| Tugas Tertulis |
(A) Salin dengan persis sebagian kutipan tentang NU dan Muhammadiyah. Awali dari kata-kata yang memuat "Perbedaan fikh, amaliyah" dan berhentilah setelah "katanya sambil tersenyum.".
(B) Menurut kutipan tentang NU dan Muhammadiyah, di masjid mana Azhar Suryansah menjadi guru Bahasa Arab?
------ Kutipan untuk Dibaca ------
SURABAYA | duta.co – Masduki Duryat, Dosen IAIN Syekh Nurjati Cirebon, yang tinggal di Kandanghaur, Indramayu itu membuat catatan menarik di kompasiana.com. Judulnya “Bersatu, Utopiskah? (Analisis Buku Muhammadiyah itu NU: Dokumen Fiqh yang Terlupakan)”.
Dia membuka tulisan itu dengan harapan besar: Buku ini sangat menarik untuk ditelaah, dipelajari dan—bila perlu merekonstruksi—pemahaman keagamaan ummat, sehingga idealisasi ummat yang bersatu menjadi sebuah keniscayaan. Tulisnya.
“Hebat! Masduki Duryat bisa merunut isi Himpunan Putusan Tarjih (HPT) Muhammadiyah. Meski bukan untuk mengajak warganya kembali ke Fikh Mbah Dahlan (KH Ahmad Dahlan red) pendiri Muhammadiyah, setidaknya ini semakin membuat tipis perbedaan NU-Muhammadiyah, bagus!” demikian komentar Azhar Suryansah, alumni PP Gontor yang juga Guru Bahasa Arab di Masjid Nasional Al-Akbar Surabaya kepada duta.co, Minggu (30/10/22).
Perbedaan fikh, amaliyah warga NU-Muhammadiyah memang semakin tipis. Bahkan tidak sedikit orangtua sekarang, yang menyerahkan pendidikan anaknya ke tokoh NU, meski basisnya Muhammadiyah. “Santri-santri di sini juga putra tokoh-tokoh Muhammadiyah. Mereka sudah tidak mau terusik dengan masalah khilafiyah. Artinya tidak laku lagi stigma bid’ah,” jelas Ustad Didik Fanani.
Yang menarik, jelasnya, ketika rukyatul hilal menjelang penetapan Idul Fitri. Bisanya NU pakai Rukyat, sementara Muhammadiyah menggunakan hisab. “Lucu! Ada persepsi masyarakat, bahwa, ini amaliyah yang tertukar. Mestinya NU itu hisab, karena suka yang bid’ah-bid’ah. Sementara, Muhammadiyah rukyat, karena suka yang orisinil. Zaman Nabi tidak ada hisab, ini bid’ah. Jadi, masyarakat sudah tidak tertarik dengan khilafiyah,” katanya sambil tersenyum.
------ Daftar Data ------
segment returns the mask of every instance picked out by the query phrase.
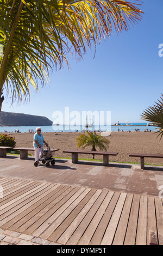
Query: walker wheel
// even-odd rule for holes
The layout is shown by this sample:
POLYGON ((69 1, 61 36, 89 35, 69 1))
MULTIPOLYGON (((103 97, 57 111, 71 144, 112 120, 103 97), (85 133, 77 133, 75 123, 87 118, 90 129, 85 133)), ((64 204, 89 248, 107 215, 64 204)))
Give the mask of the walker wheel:
POLYGON ((38 162, 36 161, 36 162, 34 162, 34 166, 37 167, 38 166, 38 162))
POLYGON ((51 161, 51 164, 52 166, 54 166, 55 162, 55 159, 53 159, 52 161, 51 161))
POLYGON ((45 165, 47 167, 49 167, 50 166, 50 163, 49 162, 47 162, 47 163, 46 163, 45 165))

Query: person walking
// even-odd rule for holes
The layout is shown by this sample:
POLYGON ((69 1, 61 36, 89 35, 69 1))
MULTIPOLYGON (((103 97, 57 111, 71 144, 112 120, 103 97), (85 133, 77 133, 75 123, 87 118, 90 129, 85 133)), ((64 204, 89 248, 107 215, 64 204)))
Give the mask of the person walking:
POLYGON ((35 161, 37 161, 41 157, 43 150, 43 143, 46 144, 47 146, 48 145, 43 137, 42 134, 41 133, 41 129, 40 127, 37 127, 36 129, 36 133, 34 135, 33 145, 35 149, 35 161))

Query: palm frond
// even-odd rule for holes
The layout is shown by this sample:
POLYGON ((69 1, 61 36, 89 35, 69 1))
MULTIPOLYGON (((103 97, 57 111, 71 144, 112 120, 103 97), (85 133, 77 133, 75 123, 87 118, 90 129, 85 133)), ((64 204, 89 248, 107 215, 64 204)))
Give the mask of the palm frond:
POLYGON ((159 133, 158 137, 160 137, 160 139, 163 136, 163 94, 160 97, 161 100, 158 100, 158 102, 155 102, 153 106, 147 108, 141 114, 142 119, 148 122, 153 123, 154 125, 158 127, 158 131, 155 133, 159 133), (162 96, 162 97, 161 97, 162 96))

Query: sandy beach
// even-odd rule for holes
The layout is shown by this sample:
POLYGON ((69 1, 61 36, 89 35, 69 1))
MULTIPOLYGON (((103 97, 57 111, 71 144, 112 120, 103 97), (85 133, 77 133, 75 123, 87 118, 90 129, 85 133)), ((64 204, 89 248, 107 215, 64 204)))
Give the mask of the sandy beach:
MULTIPOLYGON (((55 153, 55 156, 60 157, 70 157, 70 154, 63 153, 66 149, 77 149, 76 139, 79 132, 59 132, 55 135, 55 132, 43 132, 44 139, 51 148, 58 148, 59 151, 55 153)), ((12 133, 15 137, 16 147, 33 147, 33 133, 12 133)), ((117 151, 116 156, 110 156, 109 160, 118 162, 140 162, 139 157, 129 156, 130 153, 163 153, 163 138, 160 141, 160 137, 156 138, 158 134, 154 132, 111 132, 111 136, 106 137, 110 142, 108 151, 117 151)), ((91 148, 87 148, 91 150, 91 148)), ((97 148, 98 150, 98 148, 97 148)), ((31 152, 33 154, 33 152, 31 152)), ((91 155, 79 155, 79 157, 91 159, 91 155)), ((96 159, 102 159, 101 156, 95 156, 96 159)), ((151 164, 163 164, 161 159, 145 159, 145 162, 151 164)))

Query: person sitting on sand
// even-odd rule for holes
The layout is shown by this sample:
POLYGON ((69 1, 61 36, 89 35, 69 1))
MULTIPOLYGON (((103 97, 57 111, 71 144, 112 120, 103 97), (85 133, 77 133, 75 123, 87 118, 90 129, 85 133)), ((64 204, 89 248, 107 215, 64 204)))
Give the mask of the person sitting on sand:
POLYGON ((35 161, 37 161, 41 157, 43 150, 43 143, 47 146, 48 145, 44 141, 44 138, 42 133, 41 133, 41 129, 40 127, 37 127, 36 129, 36 132, 34 135, 33 145, 35 149, 35 161))

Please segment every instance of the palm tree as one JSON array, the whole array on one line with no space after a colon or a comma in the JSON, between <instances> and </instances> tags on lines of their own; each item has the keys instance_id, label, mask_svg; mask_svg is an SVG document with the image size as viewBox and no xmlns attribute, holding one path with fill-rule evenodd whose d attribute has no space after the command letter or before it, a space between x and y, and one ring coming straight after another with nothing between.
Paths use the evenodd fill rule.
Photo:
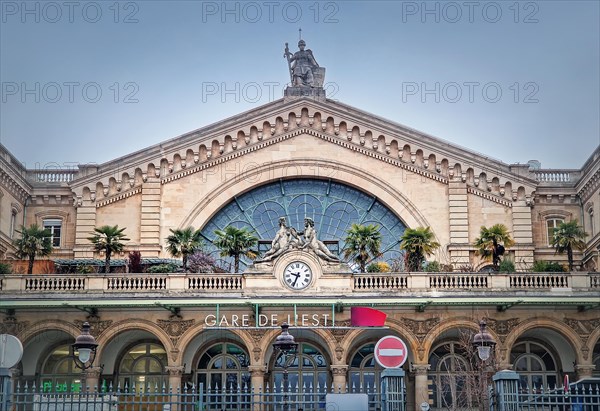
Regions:
<instances>
[{"instance_id":1,"label":"palm tree","mask_svg":"<svg viewBox=\"0 0 600 411\"><path fill-rule=\"evenodd\" d=\"M27 274L33 273L33 261L36 256L48 256L52 253L52 235L50 230L39 227L37 224L31 224L29 228L21 226L21 231L15 230L21 234L21 238L13 241L17 247L17 257L29 259Z\"/></svg>"},{"instance_id":2,"label":"palm tree","mask_svg":"<svg viewBox=\"0 0 600 411\"><path fill-rule=\"evenodd\" d=\"M567 252L569 260L569 271L573 271L573 249L585 250L585 237L587 233L583 231L583 227L578 224L577 220L562 222L554 229L554 236L550 244L554 247L557 253Z\"/></svg>"},{"instance_id":3,"label":"palm tree","mask_svg":"<svg viewBox=\"0 0 600 411\"><path fill-rule=\"evenodd\" d=\"M227 226L225 230L216 230L217 238L213 241L215 247L221 250L222 257L233 257L234 270L240 271L240 256L245 255L250 259L256 258L256 251L252 247L258 244L256 238L247 228Z\"/></svg>"},{"instance_id":4,"label":"palm tree","mask_svg":"<svg viewBox=\"0 0 600 411\"><path fill-rule=\"evenodd\" d=\"M352 224L347 233L344 257L354 256L354 262L360 266L360 272L364 273L367 262L381 254L379 226Z\"/></svg>"},{"instance_id":5,"label":"palm tree","mask_svg":"<svg viewBox=\"0 0 600 411\"><path fill-rule=\"evenodd\" d=\"M419 271L425 258L435 251L440 243L433 240L429 227L407 228L400 242L400 249L406 251L408 271Z\"/></svg>"},{"instance_id":6,"label":"palm tree","mask_svg":"<svg viewBox=\"0 0 600 411\"><path fill-rule=\"evenodd\" d=\"M88 237L88 240L94 244L94 250L106 253L104 272L110 273L110 255L113 252L118 253L123 251L125 248L123 241L129 241L129 238L123 234L125 227L119 228L118 225L103 225L102 227L94 228L94 231L95 234L92 237Z\"/></svg>"},{"instance_id":7,"label":"palm tree","mask_svg":"<svg viewBox=\"0 0 600 411\"><path fill-rule=\"evenodd\" d=\"M188 256L193 254L199 248L202 248L204 241L200 230L194 230L194 227L172 230L171 235L167 237L167 251L173 257L182 256L183 271L187 272Z\"/></svg>"},{"instance_id":8,"label":"palm tree","mask_svg":"<svg viewBox=\"0 0 600 411\"><path fill-rule=\"evenodd\" d=\"M511 247L515 244L504 224L495 224L490 228L481 226L479 237L473 244L477 247L475 253L484 259L492 257L494 269L498 268L500 256L504 254L505 247Z\"/></svg>"}]
</instances>

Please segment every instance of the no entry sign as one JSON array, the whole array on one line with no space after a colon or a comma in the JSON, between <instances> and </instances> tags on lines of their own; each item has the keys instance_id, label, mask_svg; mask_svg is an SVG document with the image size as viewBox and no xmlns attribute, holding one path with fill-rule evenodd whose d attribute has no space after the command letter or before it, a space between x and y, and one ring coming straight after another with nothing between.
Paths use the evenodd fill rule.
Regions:
<instances>
[{"instance_id":1,"label":"no entry sign","mask_svg":"<svg viewBox=\"0 0 600 411\"><path fill-rule=\"evenodd\" d=\"M400 368L406 362L408 350L400 338L383 337L375 345L375 361L384 368Z\"/></svg>"}]
</instances>

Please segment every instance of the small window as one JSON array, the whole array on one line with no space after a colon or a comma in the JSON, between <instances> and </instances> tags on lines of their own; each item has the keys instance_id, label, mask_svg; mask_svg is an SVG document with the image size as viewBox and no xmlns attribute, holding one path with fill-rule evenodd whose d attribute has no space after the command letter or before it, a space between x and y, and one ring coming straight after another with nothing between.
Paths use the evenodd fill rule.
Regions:
<instances>
[{"instance_id":1,"label":"small window","mask_svg":"<svg viewBox=\"0 0 600 411\"><path fill-rule=\"evenodd\" d=\"M10 238L15 237L16 229L17 229L17 210L13 208L10 213L10 231L9 231Z\"/></svg>"},{"instance_id":2,"label":"small window","mask_svg":"<svg viewBox=\"0 0 600 411\"><path fill-rule=\"evenodd\" d=\"M62 227L61 220L44 220L44 229L50 231L52 247L60 247L60 231Z\"/></svg>"},{"instance_id":3,"label":"small window","mask_svg":"<svg viewBox=\"0 0 600 411\"><path fill-rule=\"evenodd\" d=\"M558 226L564 223L565 220L562 218L549 218L546 220L546 224L548 225L548 245L552 246L552 239L554 238L554 229L558 228Z\"/></svg>"}]
</instances>

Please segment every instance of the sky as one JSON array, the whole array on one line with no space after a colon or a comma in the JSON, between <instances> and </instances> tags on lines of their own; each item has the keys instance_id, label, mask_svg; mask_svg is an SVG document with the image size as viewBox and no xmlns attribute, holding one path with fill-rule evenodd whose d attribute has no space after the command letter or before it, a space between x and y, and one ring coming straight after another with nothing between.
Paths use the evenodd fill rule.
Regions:
<instances>
[{"instance_id":1,"label":"sky","mask_svg":"<svg viewBox=\"0 0 600 411\"><path fill-rule=\"evenodd\" d=\"M0 0L0 143L103 163L282 97L299 29L327 96L507 164L600 144L598 1Z\"/></svg>"}]
</instances>

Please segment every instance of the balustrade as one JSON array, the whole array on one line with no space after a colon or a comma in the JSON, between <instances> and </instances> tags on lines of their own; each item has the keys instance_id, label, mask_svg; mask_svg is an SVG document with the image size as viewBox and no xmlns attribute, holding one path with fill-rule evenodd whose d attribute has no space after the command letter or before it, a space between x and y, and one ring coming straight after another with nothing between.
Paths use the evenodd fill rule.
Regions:
<instances>
[{"instance_id":1,"label":"balustrade","mask_svg":"<svg viewBox=\"0 0 600 411\"><path fill-rule=\"evenodd\" d=\"M511 274L510 288L569 288L570 274Z\"/></svg>"}]
</instances>

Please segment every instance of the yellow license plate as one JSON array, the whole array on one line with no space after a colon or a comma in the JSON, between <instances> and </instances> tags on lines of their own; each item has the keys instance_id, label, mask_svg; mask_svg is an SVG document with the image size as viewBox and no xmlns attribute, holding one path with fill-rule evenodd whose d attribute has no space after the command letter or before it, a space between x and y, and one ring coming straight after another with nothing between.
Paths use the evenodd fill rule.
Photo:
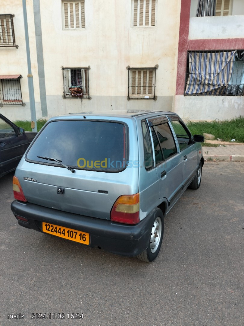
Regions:
<instances>
[{"instance_id":1,"label":"yellow license plate","mask_svg":"<svg viewBox=\"0 0 244 326\"><path fill-rule=\"evenodd\" d=\"M89 244L89 233L78 230L43 222L42 230L46 233L49 233L72 241L79 242L83 244Z\"/></svg>"}]
</instances>

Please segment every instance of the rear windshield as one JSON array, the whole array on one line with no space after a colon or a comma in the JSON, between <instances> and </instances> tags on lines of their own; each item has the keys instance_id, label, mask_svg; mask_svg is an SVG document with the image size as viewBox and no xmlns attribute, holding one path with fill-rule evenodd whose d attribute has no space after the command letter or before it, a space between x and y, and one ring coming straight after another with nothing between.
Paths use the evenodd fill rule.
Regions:
<instances>
[{"instance_id":1,"label":"rear windshield","mask_svg":"<svg viewBox=\"0 0 244 326\"><path fill-rule=\"evenodd\" d=\"M62 120L47 124L27 153L26 159L61 167L52 158L75 168L118 171L125 168L126 128L123 124L88 120Z\"/></svg>"}]
</instances>

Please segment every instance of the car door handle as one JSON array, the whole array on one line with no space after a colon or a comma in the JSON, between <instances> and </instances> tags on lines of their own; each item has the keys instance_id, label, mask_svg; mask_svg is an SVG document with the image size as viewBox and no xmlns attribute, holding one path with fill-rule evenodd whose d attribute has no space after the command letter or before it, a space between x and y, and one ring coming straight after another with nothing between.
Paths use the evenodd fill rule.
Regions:
<instances>
[{"instance_id":1,"label":"car door handle","mask_svg":"<svg viewBox=\"0 0 244 326\"><path fill-rule=\"evenodd\" d=\"M165 175L166 175L166 171L163 171L162 172L161 172L161 178L164 177Z\"/></svg>"}]
</instances>

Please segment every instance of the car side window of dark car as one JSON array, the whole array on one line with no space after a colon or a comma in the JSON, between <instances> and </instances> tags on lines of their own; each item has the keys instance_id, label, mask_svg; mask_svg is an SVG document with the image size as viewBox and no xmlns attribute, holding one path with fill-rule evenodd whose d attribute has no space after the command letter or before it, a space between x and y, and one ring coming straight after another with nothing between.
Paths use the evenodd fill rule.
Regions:
<instances>
[{"instance_id":1,"label":"car side window of dark car","mask_svg":"<svg viewBox=\"0 0 244 326\"><path fill-rule=\"evenodd\" d=\"M168 123L151 127L156 164L177 153L174 137Z\"/></svg>"},{"instance_id":2,"label":"car side window of dark car","mask_svg":"<svg viewBox=\"0 0 244 326\"><path fill-rule=\"evenodd\" d=\"M171 125L175 133L180 150L182 152L192 143L191 135L179 120L172 121Z\"/></svg>"},{"instance_id":3,"label":"car side window of dark car","mask_svg":"<svg viewBox=\"0 0 244 326\"><path fill-rule=\"evenodd\" d=\"M15 135L13 128L6 121L0 118L0 138L11 137Z\"/></svg>"},{"instance_id":4,"label":"car side window of dark car","mask_svg":"<svg viewBox=\"0 0 244 326\"><path fill-rule=\"evenodd\" d=\"M142 123L144 150L144 165L146 170L153 167L154 163L149 130L145 121Z\"/></svg>"}]
</instances>

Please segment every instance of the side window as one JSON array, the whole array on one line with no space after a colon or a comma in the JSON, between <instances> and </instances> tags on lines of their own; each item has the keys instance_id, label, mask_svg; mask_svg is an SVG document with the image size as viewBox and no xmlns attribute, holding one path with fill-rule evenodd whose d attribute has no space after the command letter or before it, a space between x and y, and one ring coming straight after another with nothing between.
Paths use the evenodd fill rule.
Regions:
<instances>
[{"instance_id":1,"label":"side window","mask_svg":"<svg viewBox=\"0 0 244 326\"><path fill-rule=\"evenodd\" d=\"M145 167L147 170L150 168L152 168L153 166L153 158L151 146L150 137L145 121L142 122L142 126L144 147L144 162Z\"/></svg>"},{"instance_id":2,"label":"side window","mask_svg":"<svg viewBox=\"0 0 244 326\"><path fill-rule=\"evenodd\" d=\"M168 123L159 125L151 128L155 151L156 164L157 164L163 159L167 159L168 157L175 154L177 153L177 150Z\"/></svg>"},{"instance_id":3,"label":"side window","mask_svg":"<svg viewBox=\"0 0 244 326\"><path fill-rule=\"evenodd\" d=\"M180 121L172 121L171 124L176 135L180 149L183 151L191 143L190 135Z\"/></svg>"},{"instance_id":4,"label":"side window","mask_svg":"<svg viewBox=\"0 0 244 326\"><path fill-rule=\"evenodd\" d=\"M15 132L13 127L0 118L0 138L15 135Z\"/></svg>"}]
</instances>

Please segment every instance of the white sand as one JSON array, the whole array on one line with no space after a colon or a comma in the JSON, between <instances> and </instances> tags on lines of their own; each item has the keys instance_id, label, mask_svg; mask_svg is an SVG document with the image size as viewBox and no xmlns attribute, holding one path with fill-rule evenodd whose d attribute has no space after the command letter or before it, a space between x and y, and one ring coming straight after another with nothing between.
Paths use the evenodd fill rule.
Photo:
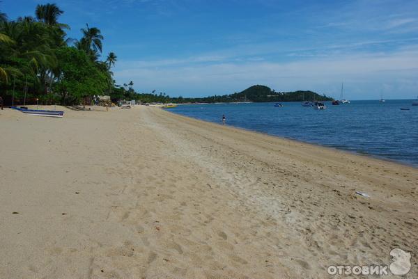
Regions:
<instances>
[{"instance_id":1,"label":"white sand","mask_svg":"<svg viewBox=\"0 0 418 279\"><path fill-rule=\"evenodd\" d=\"M417 168L157 108L63 109L0 111L0 278L336 278L396 247L418 276Z\"/></svg>"}]
</instances>

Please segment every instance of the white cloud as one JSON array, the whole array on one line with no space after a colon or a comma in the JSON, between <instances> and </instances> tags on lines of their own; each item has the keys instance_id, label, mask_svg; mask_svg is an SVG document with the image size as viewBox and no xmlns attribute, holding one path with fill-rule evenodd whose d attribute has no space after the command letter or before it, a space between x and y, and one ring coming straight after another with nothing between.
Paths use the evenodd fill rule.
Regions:
<instances>
[{"instance_id":1,"label":"white cloud","mask_svg":"<svg viewBox=\"0 0 418 279\"><path fill-rule=\"evenodd\" d=\"M199 59L190 58L182 63L196 60ZM153 64L160 67L150 66ZM380 90L387 90L383 83L392 88L385 94L387 98L414 97L418 91L415 81L418 49L389 55L363 54L282 63L246 61L178 65L148 61L123 69L119 67L114 72L117 80L133 80L139 91L157 88L171 95L227 94L254 84L265 84L277 90L314 90L332 95L337 94L344 81L352 99L378 95Z\"/></svg>"}]
</instances>

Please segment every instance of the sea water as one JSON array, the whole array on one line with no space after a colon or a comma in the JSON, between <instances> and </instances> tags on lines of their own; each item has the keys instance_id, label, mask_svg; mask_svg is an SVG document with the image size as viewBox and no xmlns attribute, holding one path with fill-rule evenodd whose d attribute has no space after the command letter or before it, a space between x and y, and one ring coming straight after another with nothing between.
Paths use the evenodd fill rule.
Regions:
<instances>
[{"instance_id":1,"label":"sea water","mask_svg":"<svg viewBox=\"0 0 418 279\"><path fill-rule=\"evenodd\" d=\"M340 148L418 167L418 106L412 100L352 101L325 110L301 102L181 105L169 111L270 135ZM401 110L401 108L410 110Z\"/></svg>"}]
</instances>

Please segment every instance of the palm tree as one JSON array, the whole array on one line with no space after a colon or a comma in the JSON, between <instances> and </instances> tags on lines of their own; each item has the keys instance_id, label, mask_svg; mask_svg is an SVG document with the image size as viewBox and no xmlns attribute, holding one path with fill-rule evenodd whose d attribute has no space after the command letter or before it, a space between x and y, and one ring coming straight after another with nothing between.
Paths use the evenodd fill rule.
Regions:
<instances>
[{"instance_id":1,"label":"palm tree","mask_svg":"<svg viewBox=\"0 0 418 279\"><path fill-rule=\"evenodd\" d=\"M0 12L0 22L7 22L7 15L4 13Z\"/></svg>"},{"instance_id":2,"label":"palm tree","mask_svg":"<svg viewBox=\"0 0 418 279\"><path fill-rule=\"evenodd\" d=\"M111 66L115 65L115 62L118 61L118 57L115 54L114 52L109 52L107 54L107 58L106 58L106 63L107 64L108 69L110 70Z\"/></svg>"},{"instance_id":3,"label":"palm tree","mask_svg":"<svg viewBox=\"0 0 418 279\"><path fill-rule=\"evenodd\" d=\"M47 25L57 25L58 17L64 12L58 8L56 4L38 5L35 15L38 21Z\"/></svg>"},{"instance_id":4,"label":"palm tree","mask_svg":"<svg viewBox=\"0 0 418 279\"><path fill-rule=\"evenodd\" d=\"M0 1L1 3L1 1ZM0 22L7 22L7 15L4 13L0 11Z\"/></svg>"},{"instance_id":5,"label":"palm tree","mask_svg":"<svg viewBox=\"0 0 418 279\"><path fill-rule=\"evenodd\" d=\"M83 38L80 40L81 46L86 52L100 51L102 53L102 40L103 36L100 30L96 27L88 27L88 24L86 24L87 28L82 29Z\"/></svg>"}]
</instances>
------
| Hasil per Tugas |
(A)
Perbedaan fikh, amaliyah warga NU-Muhammadiyah memang semakin tipis. Bahkan tidak sedikit orangtua sekarang, yang menyerahkan pendidikan anaknya ke tokoh NU, meski basisnya Muhammadiyah. “Santri-santri di sini juga putra tokoh-tokoh Muhammadiyah. Mereka sudah tidak mau terusik dengan masalah khilafiyah. Artinya tidak laku lagi stigma bid’ah,” jelas Ustad Didik Fanani.
Yang menarik, jelasnya, ketika rukyatul hilal menjelang penetapan Idul Fitri. Bisanya NU pakai Rukyat, sementara Muhammadiyah menggunakan hisab. “Lucu! Ada persepsi masyarakat, bahwa, ini amaliyah yang tertukar. Mestinya NU itu hisab, karena suka yang bid’ah-bid’ah. Sementara, Muhammadiyah rukyat, karena suka yang orisinil. Zaman Nabi tidak ada hisab, ini bid’ah. Jadi, masyarakat sudah tidak tertarik dengan khilafiyah,” katanya sambil tersenyum.

(B) Azhar Suryansah menjadi guru Bahasa Arab di Masjid Nasional Al-Akbar Surabaya.